## Stored rows:
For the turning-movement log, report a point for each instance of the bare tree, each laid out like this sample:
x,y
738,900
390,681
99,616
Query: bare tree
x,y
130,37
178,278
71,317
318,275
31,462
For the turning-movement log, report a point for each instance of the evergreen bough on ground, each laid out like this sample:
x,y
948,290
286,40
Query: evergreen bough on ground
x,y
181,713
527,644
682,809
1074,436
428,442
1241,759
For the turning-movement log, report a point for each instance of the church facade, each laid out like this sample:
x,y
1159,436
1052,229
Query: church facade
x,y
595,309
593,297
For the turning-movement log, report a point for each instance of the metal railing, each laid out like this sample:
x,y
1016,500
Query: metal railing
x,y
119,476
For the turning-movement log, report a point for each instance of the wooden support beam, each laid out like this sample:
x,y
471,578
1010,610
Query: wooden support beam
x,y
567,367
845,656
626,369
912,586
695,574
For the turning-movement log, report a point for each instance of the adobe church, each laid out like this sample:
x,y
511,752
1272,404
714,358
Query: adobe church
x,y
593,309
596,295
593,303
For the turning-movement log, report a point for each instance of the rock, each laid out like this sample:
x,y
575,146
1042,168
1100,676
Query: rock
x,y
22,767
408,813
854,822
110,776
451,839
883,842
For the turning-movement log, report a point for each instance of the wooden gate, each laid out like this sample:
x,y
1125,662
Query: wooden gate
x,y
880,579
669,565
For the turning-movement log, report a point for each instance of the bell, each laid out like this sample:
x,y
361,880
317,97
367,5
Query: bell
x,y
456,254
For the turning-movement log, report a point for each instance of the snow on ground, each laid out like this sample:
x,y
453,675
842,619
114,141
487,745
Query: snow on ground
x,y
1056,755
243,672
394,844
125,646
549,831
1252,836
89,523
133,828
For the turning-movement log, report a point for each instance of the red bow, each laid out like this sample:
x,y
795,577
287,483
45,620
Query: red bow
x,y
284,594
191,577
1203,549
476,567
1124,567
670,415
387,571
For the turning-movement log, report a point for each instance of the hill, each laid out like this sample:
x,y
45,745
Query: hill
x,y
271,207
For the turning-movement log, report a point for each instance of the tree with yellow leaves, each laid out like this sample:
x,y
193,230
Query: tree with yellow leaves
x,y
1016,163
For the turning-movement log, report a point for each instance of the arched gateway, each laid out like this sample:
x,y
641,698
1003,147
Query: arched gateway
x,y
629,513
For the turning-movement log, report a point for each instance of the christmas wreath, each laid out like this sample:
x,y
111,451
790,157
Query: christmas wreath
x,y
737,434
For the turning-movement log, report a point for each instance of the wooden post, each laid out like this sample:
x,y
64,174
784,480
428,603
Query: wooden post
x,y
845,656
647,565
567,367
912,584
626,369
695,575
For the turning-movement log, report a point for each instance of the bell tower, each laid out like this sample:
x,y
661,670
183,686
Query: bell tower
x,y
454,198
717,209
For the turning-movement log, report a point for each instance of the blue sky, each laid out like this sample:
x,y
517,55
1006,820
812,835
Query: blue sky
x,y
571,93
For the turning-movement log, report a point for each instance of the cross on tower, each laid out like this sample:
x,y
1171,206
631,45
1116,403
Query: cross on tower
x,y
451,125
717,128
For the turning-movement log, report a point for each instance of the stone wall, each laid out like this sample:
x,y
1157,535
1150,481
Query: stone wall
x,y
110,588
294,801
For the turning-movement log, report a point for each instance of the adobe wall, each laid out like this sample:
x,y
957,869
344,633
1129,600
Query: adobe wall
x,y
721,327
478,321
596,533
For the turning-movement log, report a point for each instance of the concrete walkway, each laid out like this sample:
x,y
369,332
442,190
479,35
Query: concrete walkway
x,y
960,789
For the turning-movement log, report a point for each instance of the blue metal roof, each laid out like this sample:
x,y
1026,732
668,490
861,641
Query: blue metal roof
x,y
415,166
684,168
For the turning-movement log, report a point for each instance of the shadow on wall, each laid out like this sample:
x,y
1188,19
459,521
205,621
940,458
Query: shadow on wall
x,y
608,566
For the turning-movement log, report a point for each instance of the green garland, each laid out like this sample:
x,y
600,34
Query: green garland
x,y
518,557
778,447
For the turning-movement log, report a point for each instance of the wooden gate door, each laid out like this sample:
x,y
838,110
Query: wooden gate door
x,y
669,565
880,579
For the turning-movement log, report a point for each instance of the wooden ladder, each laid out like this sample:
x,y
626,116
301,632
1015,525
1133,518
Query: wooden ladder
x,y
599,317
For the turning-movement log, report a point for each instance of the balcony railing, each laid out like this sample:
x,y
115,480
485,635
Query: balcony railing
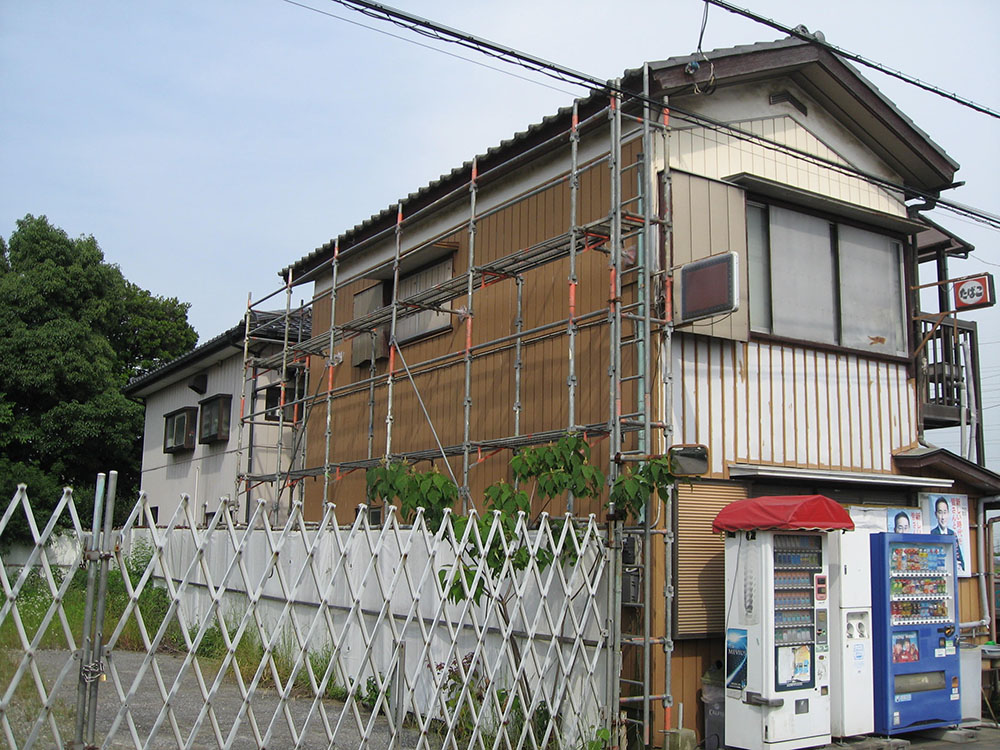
x,y
949,374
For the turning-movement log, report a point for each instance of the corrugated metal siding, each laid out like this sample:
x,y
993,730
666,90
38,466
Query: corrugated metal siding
x,y
764,403
718,155
701,580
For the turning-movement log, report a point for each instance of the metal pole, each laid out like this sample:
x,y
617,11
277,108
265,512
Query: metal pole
x,y
400,703
574,196
372,373
643,250
92,556
614,400
243,402
97,668
518,353
467,417
281,400
392,332
667,370
329,376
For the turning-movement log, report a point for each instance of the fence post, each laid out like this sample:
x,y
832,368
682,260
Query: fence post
x,y
399,704
90,554
98,556
97,668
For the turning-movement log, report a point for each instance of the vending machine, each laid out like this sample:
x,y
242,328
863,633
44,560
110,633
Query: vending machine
x,y
852,686
914,606
777,623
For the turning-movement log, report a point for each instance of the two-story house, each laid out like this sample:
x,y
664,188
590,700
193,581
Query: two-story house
x,y
537,289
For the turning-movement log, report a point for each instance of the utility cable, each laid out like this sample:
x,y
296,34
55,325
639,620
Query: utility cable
x,y
565,74
426,46
801,33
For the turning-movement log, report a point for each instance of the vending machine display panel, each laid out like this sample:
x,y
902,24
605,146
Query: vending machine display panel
x,y
917,667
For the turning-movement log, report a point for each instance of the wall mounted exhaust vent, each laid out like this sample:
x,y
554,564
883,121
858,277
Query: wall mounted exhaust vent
x,y
199,383
783,97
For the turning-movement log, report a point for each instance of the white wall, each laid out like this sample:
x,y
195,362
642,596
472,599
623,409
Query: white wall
x,y
210,471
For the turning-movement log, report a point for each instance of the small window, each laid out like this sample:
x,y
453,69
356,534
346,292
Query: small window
x,y
214,426
420,323
178,430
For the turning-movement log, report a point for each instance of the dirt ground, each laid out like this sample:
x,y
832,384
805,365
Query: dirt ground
x,y
273,724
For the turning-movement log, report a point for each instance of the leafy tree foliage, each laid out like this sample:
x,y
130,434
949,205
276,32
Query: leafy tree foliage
x,y
73,332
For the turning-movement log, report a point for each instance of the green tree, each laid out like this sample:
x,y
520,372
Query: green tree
x,y
73,332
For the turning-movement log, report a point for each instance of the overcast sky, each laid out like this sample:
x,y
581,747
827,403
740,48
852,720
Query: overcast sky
x,y
206,144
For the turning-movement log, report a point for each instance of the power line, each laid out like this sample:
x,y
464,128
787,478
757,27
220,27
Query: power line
x,y
440,32
800,33
425,46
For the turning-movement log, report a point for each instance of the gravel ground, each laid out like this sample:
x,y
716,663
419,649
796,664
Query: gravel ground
x,y
187,703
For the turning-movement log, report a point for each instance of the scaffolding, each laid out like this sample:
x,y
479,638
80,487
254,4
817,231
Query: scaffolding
x,y
633,234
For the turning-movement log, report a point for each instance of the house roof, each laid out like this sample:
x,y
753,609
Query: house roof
x,y
833,82
942,462
838,86
267,327
935,238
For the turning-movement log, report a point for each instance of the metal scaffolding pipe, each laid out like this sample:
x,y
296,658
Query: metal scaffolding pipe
x,y
335,264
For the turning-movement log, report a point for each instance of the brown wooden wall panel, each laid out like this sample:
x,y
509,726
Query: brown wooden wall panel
x,y
709,218
544,358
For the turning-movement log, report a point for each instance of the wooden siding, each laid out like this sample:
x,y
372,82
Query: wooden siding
x,y
766,403
719,155
544,358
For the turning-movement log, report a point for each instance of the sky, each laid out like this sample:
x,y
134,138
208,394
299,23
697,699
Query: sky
x,y
207,145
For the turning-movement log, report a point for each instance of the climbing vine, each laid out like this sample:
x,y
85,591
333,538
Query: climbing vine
x,y
545,472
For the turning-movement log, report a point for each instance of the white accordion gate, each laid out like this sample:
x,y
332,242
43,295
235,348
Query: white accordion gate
x,y
483,633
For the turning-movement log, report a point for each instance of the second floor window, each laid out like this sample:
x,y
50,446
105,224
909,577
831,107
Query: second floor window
x,y
418,323
178,430
814,279
214,424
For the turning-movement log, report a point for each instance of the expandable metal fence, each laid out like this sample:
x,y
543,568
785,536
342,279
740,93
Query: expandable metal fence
x,y
309,636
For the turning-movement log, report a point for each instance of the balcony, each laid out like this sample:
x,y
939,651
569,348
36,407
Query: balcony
x,y
949,372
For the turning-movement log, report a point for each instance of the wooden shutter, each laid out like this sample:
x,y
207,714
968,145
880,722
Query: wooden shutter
x,y
701,582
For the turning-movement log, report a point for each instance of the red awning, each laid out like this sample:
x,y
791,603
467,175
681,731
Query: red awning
x,y
788,512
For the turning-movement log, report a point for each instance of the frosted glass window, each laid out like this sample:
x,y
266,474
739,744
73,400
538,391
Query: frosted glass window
x,y
759,255
803,277
871,291
815,280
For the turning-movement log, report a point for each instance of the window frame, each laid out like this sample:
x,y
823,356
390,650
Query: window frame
x,y
835,223
432,328
272,403
190,413
224,425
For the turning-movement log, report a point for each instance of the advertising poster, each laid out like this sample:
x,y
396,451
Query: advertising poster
x,y
736,658
904,521
905,647
949,515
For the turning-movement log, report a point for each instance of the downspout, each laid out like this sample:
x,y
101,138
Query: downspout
x,y
981,559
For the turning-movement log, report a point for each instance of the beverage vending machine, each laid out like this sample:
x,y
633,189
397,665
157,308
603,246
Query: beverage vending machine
x,y
778,620
914,606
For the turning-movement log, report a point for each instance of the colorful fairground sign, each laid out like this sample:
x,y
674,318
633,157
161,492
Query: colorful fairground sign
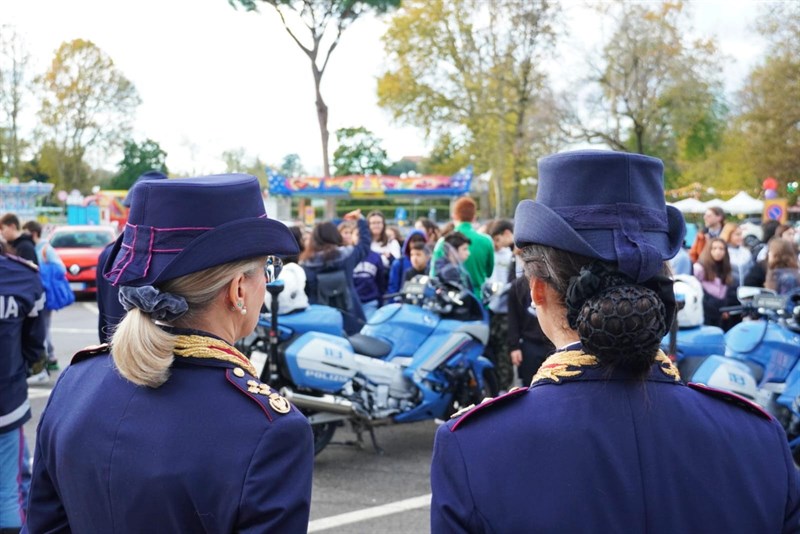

## Stated goal:
Reproduce the rows word for word, starting at the line containing "of the colorful" and ending at the last line of the rows. Leave the pictures out.

## Complete answer:
For the turning-movement log, report a point for each instance of the colorful fairground sign, each laid out like this sample:
x,y
674,318
633,157
161,492
Query: colorful fairground sign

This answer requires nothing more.